> _Prompt_
In the lines below, swap every occurrence of "bounding box" for "enclosing rectangle" and give the lines again, leaving everything else unchanged.

**** Data for this task ****

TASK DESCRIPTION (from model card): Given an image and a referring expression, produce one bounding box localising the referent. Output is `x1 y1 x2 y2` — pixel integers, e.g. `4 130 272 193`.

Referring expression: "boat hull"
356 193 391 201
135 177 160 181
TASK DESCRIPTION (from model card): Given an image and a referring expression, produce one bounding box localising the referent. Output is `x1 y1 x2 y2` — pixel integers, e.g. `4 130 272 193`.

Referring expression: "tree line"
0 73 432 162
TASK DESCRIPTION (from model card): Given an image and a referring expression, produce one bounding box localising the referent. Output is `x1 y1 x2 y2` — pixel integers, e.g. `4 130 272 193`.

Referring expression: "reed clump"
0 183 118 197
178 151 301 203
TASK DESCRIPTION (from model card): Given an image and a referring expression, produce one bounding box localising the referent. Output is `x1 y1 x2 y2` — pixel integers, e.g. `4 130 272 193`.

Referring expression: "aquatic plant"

****

> _Exercise result_
TASK DESCRIPTION (from model card): Given an image and a referring expression, produce one enclosing rectangle localising the referent. Output is `x1 y1 x2 y2` — pixel integers, e.g. `4 130 272 193`.

Referring expression: "boat hull"
356 193 391 201
135 177 160 181
TASK DESCRIPTION (from model card): Given an image and a referring expression, produce one enclosing rectangle localising the referent. Output is `x1 y1 x2 y2` — pixel integers, e.g. `4 130 272 193`.

Referring expression: "tree line"
0 73 432 162
TASK DESCRIPTION (from model card): Given an image and a referring expression, produce one enclosing rectangle localising the referent. Output is `x1 y1 x2 y2` — pixel integers, e.g. `4 130 272 193`.

Referring expression: "reed clump"
0 183 118 197
178 151 301 203
TASK DESCRIPTION (from model card): Given an image and a referring expression, produce one enclosing rectangle localising the referent. Output is `x1 y1 x2 y2` — pixel integers, e.g. `4 130 272 193`.

Referring expression: "aquatic plant"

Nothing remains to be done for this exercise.